### Task details
Rewrite the data below, changing every "rough mask" to "coarse mask" and leaving everything else unchanged. Omit the pictures from your answer.
--- Provided records Enclosed Below ---
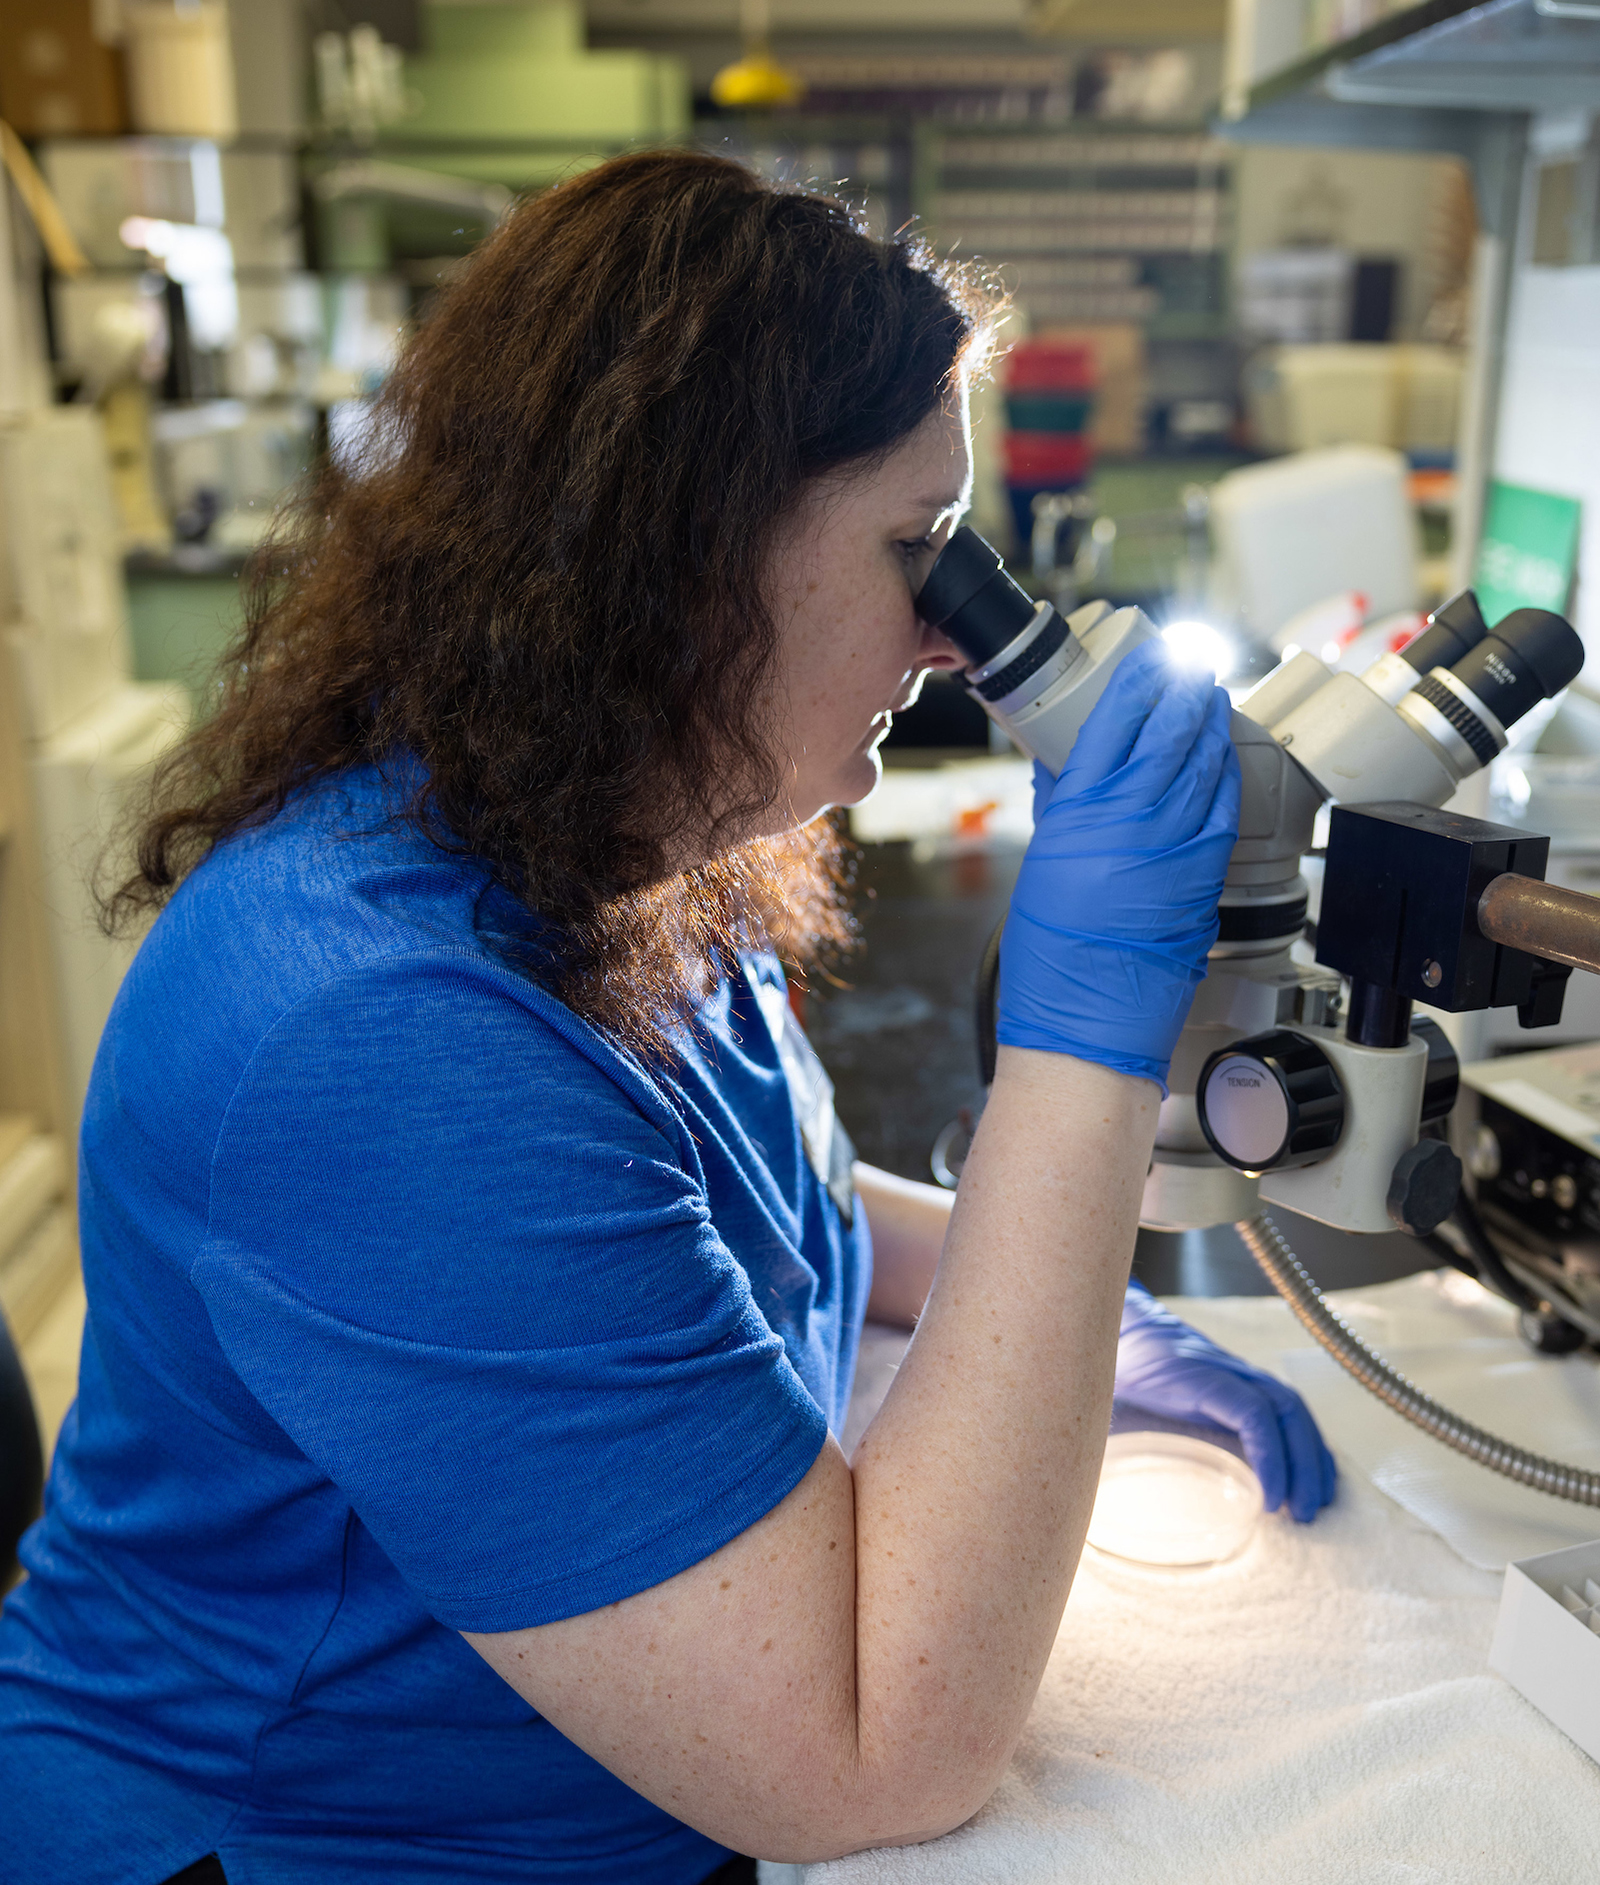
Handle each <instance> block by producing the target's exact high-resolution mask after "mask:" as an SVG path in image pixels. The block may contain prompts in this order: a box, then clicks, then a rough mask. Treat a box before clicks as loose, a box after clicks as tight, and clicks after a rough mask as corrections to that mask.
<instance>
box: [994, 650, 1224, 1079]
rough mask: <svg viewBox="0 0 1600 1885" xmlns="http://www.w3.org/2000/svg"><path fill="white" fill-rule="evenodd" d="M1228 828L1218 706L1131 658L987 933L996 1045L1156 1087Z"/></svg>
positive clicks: (1206, 942)
mask: <svg viewBox="0 0 1600 1885" xmlns="http://www.w3.org/2000/svg"><path fill="white" fill-rule="evenodd" d="M1236 833H1238V758H1236V754H1234V750H1233V741H1231V739H1229V697H1227V694H1225V692H1223V688H1219V686H1216V684H1214V682H1212V679H1210V677H1208V675H1204V673H1200V675H1197V673H1191V671H1184V669H1178V667H1174V665H1172V662H1170V656H1168V652H1167V648H1165V647H1163V645H1161V643H1146V645H1144V647H1140V648H1135V652H1133V654H1129V656H1127V658H1125V660H1123V662H1121V665H1119V667H1118V671H1116V675H1112V680H1110V684H1108V686H1106V692H1104V694H1102V696H1101V699H1099V703H1097V707H1095V711H1093V713H1091V714H1089V718H1087V720H1086V722H1084V731H1082V733H1080V735H1078V743H1076V745H1074V748H1072V754H1070V758H1069V760H1067V765H1065V767H1063V771H1061V777H1059V779H1057V780H1055V786H1053V790H1052V794H1050V799H1048V803H1046V805H1044V809H1042V812H1040V818H1038V826H1037V829H1035V833H1033V843H1031V844H1029V848H1027V858H1025V860H1023V867H1021V875H1020V877H1018V886H1016V892H1014V893H1012V905H1010V914H1008V916H1006V927H1004V935H1003V939H1001V999H999V1041H1001V1042H1003V1044H1004V1046H1021V1048H1042V1050H1046V1052H1055V1054H1072V1056H1076V1057H1080V1059H1091V1061H1099V1063H1101V1065H1104V1067H1112V1069H1116V1071H1118V1073H1131V1074H1136V1076H1140V1078H1146V1080H1155V1082H1157V1084H1161V1086H1165V1080H1167V1065H1168V1061H1170V1059H1172V1046H1174V1042H1176V1041H1178V1031H1180V1029H1182V1025H1184V1018H1185V1016H1187V1012H1189V1001H1191V997H1193V993H1195V988H1197V986H1199V982H1200V980H1202V976H1204V973H1206V952H1208V950H1210V946H1212V942H1214V941H1216V935H1217V899H1219V897H1221V888H1223V873H1225V871H1227V861H1229V854H1231V850H1233V844H1234V837H1236Z"/></svg>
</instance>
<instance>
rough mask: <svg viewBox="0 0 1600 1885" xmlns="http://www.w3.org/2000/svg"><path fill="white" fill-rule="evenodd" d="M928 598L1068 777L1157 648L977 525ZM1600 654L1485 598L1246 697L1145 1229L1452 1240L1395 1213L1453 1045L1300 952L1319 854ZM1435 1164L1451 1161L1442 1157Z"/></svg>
--- End of Enclosed Provided records ---
### Answer space
Handle each <instance> block by producing the target's exact high-resolution mask after "mask:" as an SVG path in image pixels. The block may contain prompts in this order: a box, then clicks, then a coarse mask. Treat a box before clicks as loose, a box after clicks as tight, and clicks after a coarse mask as corrections to that mask.
<instance>
box: [994, 650, 1224, 1079]
coarse mask: <svg viewBox="0 0 1600 1885" xmlns="http://www.w3.org/2000/svg"><path fill="white" fill-rule="evenodd" d="M1228 828L1218 706L1131 658L987 933L996 1045L1156 1087Z"/></svg>
positive clicks: (1206, 942)
mask: <svg viewBox="0 0 1600 1885" xmlns="http://www.w3.org/2000/svg"><path fill="white" fill-rule="evenodd" d="M1236 833H1238V758H1236V754H1234V750H1233V741H1231V739H1229V697H1227V694H1225V692H1223V688H1219V686H1216V684H1214V682H1212V679H1210V677H1208V675H1204V673H1200V675H1197V673H1191V671H1184V669H1178V667H1174V665H1172V662H1170V656H1168V652H1167V648H1165V647H1163V645H1161V643H1146V645H1144V647H1140V648H1135V652H1133V654H1129V656H1127V658H1125V660H1123V662H1121V665H1119V667H1118V671H1116V675H1112V680H1110V684H1108V686H1106V692H1104V694H1102V696H1101V699H1099V703H1097V707H1095V711H1093V713H1091V714H1089V718H1087V720H1086V722H1084V731H1082V733H1080V735H1078V743H1076V745H1074V748H1072V754H1070V758H1069V760H1067V765H1065V767H1063V771H1061V777H1059V779H1057V780H1055V786H1053V790H1052V794H1050V799H1048V803H1046V805H1044V809H1042V812H1040V818H1038V826H1037V829H1035V833H1033V843H1031V844H1029V848H1027V858H1025V860H1023V867H1021V875H1020V877H1018V886H1016V892H1014V893H1012V905H1010V914H1008V916H1006V927H1004V935H1003V939H1001V999H999V1041H1001V1042H1003V1044H1004V1046H1021V1048H1042V1050H1046V1052H1055V1054H1072V1056H1076V1057H1080V1059H1091V1061H1099V1063H1101V1065H1104V1067H1112V1069H1116V1071H1118V1073H1131V1074H1136V1076H1140V1078H1146V1080H1155V1082H1157V1084H1161V1086H1165V1080H1167V1065H1168V1061H1170V1059H1172V1046H1174V1042H1176V1041H1178V1031H1180V1029H1182V1025H1184V1018H1185V1016H1187V1012H1189V1001H1191V997H1193V993H1195V988H1197V986H1199V982H1200V980H1202V976H1204V973H1206V952H1208V950H1210V946H1212V942H1214V941H1216V935H1217V899H1219V897H1221V888H1223V873H1225V871H1227V861H1229V854H1231V850H1233V844H1234V837H1236Z"/></svg>
</instance>
<instance>
coarse mask: <svg viewBox="0 0 1600 1885" xmlns="http://www.w3.org/2000/svg"><path fill="white" fill-rule="evenodd" d="M928 598L1068 777L1157 648L977 525ZM1600 654L1485 598L1246 697L1145 1229L1452 1240L1395 1213L1453 1045L1300 952L1319 854ZM1435 1164L1451 1161L1442 1157Z"/></svg>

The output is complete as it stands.